_EXTRAIT DU TEXTE_
■ ■ ■
Par la force des choses, parce qu'elle s'identifiait de plus en plus avec la défense de la propriété, la Gironde devait rapidement pencher à droite, s'appuyer sur les anciens royalistes et par conséquent réveiller leurs espérances. Si la plupart de ses membres restèrent intérieurement fidèles à la République, ils n'agissaient pas moins dans la pratique comme s'ils doutaient de la République. Le 10 août, ils refusaient de prononcer la déchéance du roi, réclamée par les Montagnards. Ils se contentaient de suspendre Louis XVI, et cette suspension était une mesure conservatrice de la Constitution monarchique. Ils firent décréter alors qu'un gouverneur serait nommé au prince royal. Ils votèrent avec les Montagnards la suppression de la royauté à la première séance de la Convention, mais ils attaquèrent avec la dernière violence, derrière le prétexte des massacres de septembre, les hommes qui avaient renversé le trône, et, par compensation, ils assurèrent aux Feuillants, compromis par les pièces trouvées chez Laporte, une impunité à peu près entière. Un de leurs premiers actes fut de supprimer le tribunal extraordinaire du 17 août, qui avait succédé à la Haute Cour dans la charge de réprimer les attentats contre la Révolution. Mesure grave, qui n'était pas seulement un désaveu de plus de l’œuvre accomplie par les hommes du 10 août,. mais qui avait pour conséquence d'accroître la sécurité des ennemis du régime. La commission extraordinaire des Vingt-Quatre, que présidait Barbaroux, étouffa systématiquement les poursuites engagées par le comité de surveillance de la Commune contre de nombreux contre-révolutionnaires (affaire Durand, affaire Boyd[7]). C'est qu'il répondait à la politique girondine de démontrer que la Commune avait procédé à des arrestations arbitraires, qu'elle avait inquiété des gens paisibles, immolé des innocents. Les membres du Comité de liquidation de la Législative, gravement inculpés par les papiers de Laporte, furent interrogés pour la forme et remis en liberté sans même être traduits devant les tribunaux.

De même, les Girondins ne firent aucun effort :sérieux pour rechercher les complicités royalistes établies par la découverte des pièces de l'armoire de fer. Les aristocrates et les riches, qui s'étaient enfuis de Paris après le 10 août, y rentraient en foule au milieu d'octobre. Même dans les grands périls du printemps de 1793, de nombreux Girondins de marque s'opposèrent à l'institution du tribunal révolutionnaire.
■ ■ ■
_CONSIGNE A_
Recopiez fidèlement le passage de l'extrait sur les Girondins qui commence aux mots « De même, les » et s'arrête après les mots « du tribunal révolutionnaire. ».
L'extrait sur les Girondins et les lignes de la collection ne proviennent pas de la même source.

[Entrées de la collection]
■ ■ ■
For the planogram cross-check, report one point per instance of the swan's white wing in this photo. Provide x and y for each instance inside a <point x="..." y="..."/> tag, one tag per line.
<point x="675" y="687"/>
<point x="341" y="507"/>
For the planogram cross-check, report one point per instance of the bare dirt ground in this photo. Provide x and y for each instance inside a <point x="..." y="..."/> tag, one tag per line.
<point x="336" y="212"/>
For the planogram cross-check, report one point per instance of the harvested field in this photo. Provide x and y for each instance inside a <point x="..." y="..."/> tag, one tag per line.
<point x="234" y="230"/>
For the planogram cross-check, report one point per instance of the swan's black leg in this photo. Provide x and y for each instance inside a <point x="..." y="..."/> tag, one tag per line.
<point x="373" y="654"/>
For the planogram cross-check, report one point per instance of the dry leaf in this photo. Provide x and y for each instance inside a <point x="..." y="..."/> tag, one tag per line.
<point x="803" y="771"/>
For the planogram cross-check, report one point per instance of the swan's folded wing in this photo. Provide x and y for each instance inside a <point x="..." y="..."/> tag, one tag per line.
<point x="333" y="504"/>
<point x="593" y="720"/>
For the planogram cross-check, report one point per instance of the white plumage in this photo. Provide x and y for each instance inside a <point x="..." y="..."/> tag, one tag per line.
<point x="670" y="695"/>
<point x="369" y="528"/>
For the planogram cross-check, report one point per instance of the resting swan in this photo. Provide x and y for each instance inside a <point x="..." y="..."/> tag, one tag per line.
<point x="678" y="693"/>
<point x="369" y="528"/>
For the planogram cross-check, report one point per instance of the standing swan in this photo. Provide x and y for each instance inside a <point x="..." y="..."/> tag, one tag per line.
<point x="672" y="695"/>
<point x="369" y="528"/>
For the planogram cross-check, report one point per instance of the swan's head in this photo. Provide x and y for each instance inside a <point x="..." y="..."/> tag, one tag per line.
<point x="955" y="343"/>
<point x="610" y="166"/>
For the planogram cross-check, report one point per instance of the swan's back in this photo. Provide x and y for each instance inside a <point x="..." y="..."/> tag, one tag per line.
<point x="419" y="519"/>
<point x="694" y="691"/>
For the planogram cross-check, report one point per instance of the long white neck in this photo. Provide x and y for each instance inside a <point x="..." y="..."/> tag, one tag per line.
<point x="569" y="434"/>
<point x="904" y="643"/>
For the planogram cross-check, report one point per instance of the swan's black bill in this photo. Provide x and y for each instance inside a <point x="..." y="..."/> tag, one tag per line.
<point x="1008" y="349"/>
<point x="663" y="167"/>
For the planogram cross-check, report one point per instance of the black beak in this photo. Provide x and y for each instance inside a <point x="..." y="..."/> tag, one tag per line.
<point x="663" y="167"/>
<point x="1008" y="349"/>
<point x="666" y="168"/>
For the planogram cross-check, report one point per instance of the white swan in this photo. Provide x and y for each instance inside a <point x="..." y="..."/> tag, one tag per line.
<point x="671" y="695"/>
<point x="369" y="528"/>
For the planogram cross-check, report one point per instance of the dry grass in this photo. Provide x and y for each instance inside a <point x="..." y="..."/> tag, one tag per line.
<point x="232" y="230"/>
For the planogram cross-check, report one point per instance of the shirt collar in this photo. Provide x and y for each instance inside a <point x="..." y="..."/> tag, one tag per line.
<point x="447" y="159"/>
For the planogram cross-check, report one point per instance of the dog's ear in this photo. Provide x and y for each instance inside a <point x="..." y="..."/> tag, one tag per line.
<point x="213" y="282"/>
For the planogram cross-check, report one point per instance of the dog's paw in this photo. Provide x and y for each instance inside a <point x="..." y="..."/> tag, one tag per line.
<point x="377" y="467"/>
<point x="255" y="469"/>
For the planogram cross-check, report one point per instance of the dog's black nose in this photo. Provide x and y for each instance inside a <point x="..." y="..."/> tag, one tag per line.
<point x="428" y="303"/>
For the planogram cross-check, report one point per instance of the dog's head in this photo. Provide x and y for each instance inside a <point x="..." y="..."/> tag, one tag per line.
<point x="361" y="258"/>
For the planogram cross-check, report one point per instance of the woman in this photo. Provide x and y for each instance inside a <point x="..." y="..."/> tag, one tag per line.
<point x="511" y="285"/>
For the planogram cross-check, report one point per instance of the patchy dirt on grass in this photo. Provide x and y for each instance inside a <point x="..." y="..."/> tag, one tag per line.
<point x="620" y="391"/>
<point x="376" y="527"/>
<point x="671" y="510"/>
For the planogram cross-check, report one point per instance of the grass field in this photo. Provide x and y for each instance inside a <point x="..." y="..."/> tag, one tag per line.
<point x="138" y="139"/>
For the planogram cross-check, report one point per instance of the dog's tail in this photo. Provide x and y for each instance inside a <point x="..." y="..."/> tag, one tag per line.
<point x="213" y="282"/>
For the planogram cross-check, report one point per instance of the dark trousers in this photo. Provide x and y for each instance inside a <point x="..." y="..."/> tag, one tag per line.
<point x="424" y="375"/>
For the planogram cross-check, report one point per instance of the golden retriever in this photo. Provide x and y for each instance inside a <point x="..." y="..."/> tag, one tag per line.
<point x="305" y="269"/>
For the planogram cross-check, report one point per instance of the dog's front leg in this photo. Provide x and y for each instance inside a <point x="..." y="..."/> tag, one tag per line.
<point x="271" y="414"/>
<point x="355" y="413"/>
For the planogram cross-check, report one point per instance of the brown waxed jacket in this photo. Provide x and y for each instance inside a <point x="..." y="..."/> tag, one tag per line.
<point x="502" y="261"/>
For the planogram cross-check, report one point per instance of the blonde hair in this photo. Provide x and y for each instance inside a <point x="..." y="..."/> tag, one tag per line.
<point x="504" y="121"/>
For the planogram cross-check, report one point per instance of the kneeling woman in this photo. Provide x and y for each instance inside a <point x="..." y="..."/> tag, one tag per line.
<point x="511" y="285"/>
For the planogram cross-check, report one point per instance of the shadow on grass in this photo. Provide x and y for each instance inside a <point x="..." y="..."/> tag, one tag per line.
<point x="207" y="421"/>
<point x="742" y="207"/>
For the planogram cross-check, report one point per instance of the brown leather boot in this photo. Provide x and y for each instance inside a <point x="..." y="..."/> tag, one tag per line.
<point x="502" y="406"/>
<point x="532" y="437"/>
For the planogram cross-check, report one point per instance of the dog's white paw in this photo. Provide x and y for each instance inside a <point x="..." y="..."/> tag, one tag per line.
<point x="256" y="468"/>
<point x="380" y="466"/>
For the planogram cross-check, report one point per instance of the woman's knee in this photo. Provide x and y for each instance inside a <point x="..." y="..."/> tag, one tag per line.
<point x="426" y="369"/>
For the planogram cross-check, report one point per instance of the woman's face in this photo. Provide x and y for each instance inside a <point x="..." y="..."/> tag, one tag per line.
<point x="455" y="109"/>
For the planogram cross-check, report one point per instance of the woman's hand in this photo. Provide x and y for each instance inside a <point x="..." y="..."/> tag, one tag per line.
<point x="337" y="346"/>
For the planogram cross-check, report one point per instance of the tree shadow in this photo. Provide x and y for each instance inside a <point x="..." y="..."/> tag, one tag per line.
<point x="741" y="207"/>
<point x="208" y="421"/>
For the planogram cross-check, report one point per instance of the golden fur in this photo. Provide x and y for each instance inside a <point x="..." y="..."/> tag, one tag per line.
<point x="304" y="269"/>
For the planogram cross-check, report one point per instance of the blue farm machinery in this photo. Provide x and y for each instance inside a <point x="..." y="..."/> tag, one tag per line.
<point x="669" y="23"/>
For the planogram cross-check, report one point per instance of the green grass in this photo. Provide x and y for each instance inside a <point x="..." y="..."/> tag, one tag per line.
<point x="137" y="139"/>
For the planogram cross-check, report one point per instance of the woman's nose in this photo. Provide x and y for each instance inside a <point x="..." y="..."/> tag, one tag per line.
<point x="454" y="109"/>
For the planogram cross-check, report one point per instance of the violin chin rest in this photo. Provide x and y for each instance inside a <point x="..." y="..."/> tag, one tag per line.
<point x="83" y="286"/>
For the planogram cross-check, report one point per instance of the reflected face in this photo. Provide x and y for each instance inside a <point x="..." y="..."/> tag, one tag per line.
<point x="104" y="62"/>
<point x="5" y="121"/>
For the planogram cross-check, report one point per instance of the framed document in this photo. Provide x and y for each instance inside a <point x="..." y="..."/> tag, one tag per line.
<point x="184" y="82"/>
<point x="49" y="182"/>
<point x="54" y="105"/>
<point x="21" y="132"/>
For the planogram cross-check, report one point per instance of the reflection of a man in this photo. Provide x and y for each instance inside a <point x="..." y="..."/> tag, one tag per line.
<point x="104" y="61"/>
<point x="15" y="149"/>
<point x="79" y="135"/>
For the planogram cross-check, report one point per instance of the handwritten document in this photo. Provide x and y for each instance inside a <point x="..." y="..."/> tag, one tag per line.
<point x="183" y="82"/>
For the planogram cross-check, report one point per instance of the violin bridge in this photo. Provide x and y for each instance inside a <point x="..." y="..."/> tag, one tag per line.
■ ■ ■
_CONSIGNE B_
Reproduisez à l'identique les lignes de la collection, de celle qui contient « of the framed » jusqu'à la dernière ligne de la collection, les deux bornes comprises.

_RÉPONSE COMPLÈTE A_
De même, les Girondins ne firent aucun effort :sérieux pour rechercher les complicités royalistes établies par la découverte des pièces de l'armoire de fer. Les aristocrates et les riches, qui s'étaient enfuis de Paris après le 10 août, y rentraient en foule au milieu d'octobre. Même dans les grands périls du printemps de 1793, de nombreux Girondins de marque s'opposèrent à l'institution du tribunal révolutionnaire.

_RÉPONSE COMPLÈTE B_
For the planogram cross-check, report one point per instance of the framed document in this photo. Provide x and y for each instance inside a <point x="..." y="..."/> tag, one tag per line.
<point x="184" y="82"/>
<point x="49" y="182"/>
<point x="54" y="105"/>
<point x="21" y="132"/>
For the planogram cross-check, report one point per instance of the reflection of a man in this photo. Provide x and y for each instance inside a <point x="..." y="..."/> tag, one tag per line.
<point x="104" y="61"/>
<point x="15" y="149"/>
<point x="79" y="135"/>
For the planogram cross-check, report one point per instance of the handwritten document in this photo. Provide x and y for each instance inside a <point x="..." y="..."/> tag, one tag per line.
<point x="183" y="82"/>
For the planogram cross-check, report one point per instance of the violin bridge in this photo. Provide x and y for each instance inside a <point x="..." y="..."/> tag, one tag per line.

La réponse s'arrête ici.